Dataset entries:

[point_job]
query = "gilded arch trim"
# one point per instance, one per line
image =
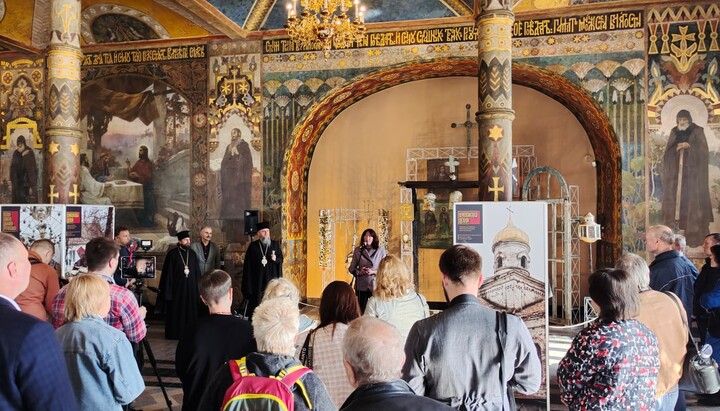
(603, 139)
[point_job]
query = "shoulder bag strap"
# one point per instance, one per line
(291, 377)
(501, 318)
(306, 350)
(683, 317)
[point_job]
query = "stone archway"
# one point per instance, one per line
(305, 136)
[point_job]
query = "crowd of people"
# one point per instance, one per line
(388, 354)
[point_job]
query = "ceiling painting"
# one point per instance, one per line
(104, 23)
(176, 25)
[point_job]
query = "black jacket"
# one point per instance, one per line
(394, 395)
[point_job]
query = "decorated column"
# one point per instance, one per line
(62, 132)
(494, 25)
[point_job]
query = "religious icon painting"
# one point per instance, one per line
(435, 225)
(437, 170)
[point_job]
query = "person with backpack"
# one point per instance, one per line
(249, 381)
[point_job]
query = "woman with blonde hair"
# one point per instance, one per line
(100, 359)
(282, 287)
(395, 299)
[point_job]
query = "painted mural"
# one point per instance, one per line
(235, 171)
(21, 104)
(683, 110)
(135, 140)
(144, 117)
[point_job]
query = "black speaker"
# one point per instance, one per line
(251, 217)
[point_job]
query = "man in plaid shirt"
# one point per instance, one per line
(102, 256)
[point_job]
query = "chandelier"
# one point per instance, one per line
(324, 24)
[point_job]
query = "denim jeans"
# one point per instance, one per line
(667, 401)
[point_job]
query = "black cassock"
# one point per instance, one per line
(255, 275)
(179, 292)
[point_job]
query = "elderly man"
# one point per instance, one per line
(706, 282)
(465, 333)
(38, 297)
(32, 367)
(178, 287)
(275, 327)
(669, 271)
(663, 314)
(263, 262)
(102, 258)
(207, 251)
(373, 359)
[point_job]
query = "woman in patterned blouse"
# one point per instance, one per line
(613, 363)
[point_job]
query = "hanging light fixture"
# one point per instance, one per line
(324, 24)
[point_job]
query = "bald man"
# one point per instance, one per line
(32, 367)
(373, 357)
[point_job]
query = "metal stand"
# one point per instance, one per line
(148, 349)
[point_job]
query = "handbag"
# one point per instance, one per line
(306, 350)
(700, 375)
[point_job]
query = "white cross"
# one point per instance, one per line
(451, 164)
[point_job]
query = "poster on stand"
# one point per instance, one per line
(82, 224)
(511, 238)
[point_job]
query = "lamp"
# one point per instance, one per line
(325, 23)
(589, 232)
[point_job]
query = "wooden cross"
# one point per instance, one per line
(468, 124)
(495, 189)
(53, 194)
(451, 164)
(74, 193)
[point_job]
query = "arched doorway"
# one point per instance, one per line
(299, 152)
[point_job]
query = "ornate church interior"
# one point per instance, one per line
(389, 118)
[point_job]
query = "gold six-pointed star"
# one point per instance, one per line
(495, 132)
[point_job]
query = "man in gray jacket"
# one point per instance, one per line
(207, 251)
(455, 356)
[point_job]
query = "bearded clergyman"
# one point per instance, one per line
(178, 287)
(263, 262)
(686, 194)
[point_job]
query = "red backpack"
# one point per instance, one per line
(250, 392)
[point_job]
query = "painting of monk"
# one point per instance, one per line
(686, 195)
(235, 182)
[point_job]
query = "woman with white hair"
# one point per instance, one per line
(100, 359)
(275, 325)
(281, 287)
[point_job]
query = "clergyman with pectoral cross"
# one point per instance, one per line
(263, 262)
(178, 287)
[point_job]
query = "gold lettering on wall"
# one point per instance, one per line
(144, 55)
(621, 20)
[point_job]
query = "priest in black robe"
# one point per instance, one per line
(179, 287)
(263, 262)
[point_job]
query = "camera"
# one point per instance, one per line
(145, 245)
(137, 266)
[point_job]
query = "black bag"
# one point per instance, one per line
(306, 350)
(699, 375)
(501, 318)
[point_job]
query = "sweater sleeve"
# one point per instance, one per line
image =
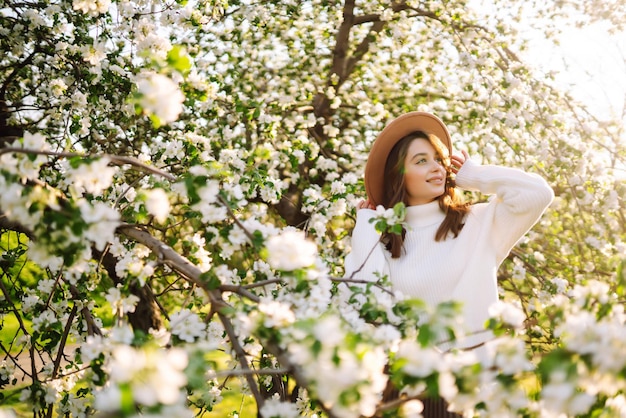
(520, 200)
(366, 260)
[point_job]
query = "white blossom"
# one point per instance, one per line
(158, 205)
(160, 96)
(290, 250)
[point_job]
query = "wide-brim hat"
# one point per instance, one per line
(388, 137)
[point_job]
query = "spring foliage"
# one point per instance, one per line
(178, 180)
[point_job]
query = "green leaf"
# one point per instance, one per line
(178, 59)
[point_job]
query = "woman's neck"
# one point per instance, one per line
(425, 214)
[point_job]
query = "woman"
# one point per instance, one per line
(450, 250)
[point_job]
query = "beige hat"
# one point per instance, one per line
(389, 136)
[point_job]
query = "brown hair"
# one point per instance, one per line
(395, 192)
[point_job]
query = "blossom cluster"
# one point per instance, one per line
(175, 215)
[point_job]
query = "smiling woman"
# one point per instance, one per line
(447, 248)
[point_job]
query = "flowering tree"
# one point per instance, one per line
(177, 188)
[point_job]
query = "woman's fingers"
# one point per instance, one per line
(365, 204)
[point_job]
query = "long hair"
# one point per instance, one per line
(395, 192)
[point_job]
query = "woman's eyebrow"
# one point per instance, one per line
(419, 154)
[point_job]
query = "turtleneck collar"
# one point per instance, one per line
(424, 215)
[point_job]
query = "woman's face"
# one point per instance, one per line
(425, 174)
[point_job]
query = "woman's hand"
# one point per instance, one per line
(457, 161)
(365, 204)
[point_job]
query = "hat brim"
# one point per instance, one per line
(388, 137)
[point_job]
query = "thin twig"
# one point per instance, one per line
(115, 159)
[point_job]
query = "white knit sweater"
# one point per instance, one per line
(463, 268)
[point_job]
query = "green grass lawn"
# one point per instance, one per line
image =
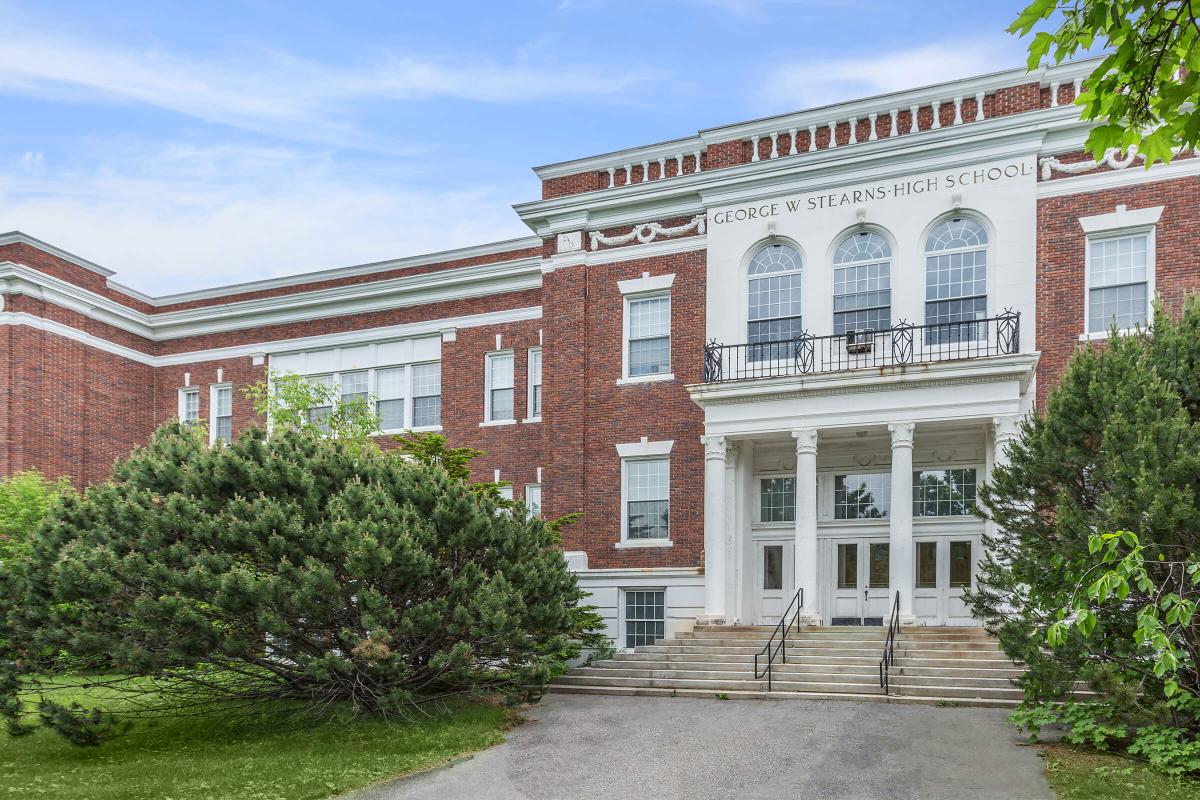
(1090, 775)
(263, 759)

(Action item): Please copy every line in the entries where "stand" appears.

(Written response):
query = "metal stand"
query = "poster on stand"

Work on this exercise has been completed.